**Do this**
Please extract every line of the data below that contains the string "aligned". Case counts.

**Material provided**
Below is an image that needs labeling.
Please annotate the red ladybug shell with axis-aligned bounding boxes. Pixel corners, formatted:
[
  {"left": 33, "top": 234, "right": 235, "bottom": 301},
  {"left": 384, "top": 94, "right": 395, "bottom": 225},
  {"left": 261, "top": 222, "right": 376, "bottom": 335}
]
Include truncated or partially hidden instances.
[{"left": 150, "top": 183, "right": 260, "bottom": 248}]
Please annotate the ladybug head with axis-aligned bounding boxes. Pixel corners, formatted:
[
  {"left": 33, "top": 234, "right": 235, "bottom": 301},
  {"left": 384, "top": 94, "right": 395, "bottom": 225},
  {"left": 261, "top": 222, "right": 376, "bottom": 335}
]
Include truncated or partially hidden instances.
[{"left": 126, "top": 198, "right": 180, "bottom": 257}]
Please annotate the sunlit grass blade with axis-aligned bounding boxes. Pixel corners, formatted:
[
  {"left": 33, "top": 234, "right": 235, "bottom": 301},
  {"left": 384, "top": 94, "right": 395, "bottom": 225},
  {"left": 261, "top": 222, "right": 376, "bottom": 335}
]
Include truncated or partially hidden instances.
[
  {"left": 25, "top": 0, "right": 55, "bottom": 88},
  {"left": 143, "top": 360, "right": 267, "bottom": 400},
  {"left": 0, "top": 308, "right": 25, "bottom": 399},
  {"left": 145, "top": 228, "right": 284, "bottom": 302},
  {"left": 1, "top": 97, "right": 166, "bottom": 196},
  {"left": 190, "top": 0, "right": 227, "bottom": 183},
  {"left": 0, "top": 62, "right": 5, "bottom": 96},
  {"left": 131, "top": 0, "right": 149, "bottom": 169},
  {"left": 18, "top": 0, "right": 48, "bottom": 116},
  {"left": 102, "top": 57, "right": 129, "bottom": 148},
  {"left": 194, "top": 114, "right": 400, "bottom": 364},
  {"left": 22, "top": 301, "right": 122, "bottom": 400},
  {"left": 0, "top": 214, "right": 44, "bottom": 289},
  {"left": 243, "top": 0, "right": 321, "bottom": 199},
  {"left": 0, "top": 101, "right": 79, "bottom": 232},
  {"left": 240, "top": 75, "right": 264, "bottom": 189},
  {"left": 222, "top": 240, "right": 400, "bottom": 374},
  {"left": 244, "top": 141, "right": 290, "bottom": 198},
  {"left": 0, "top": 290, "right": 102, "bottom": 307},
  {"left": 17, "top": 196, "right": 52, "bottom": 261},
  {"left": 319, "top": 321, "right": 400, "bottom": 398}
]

**The answer**
Please annotate the red ladybug shell with axis-aligned bounding boxes. Pixel corners, formatted:
Please annotate the ladybug head with axis-aligned bounding boxes. Pixel corners, formatted:
Please annotate the sunlit grass blade with axis-aligned bounding boxes. Pixel corners, formatted:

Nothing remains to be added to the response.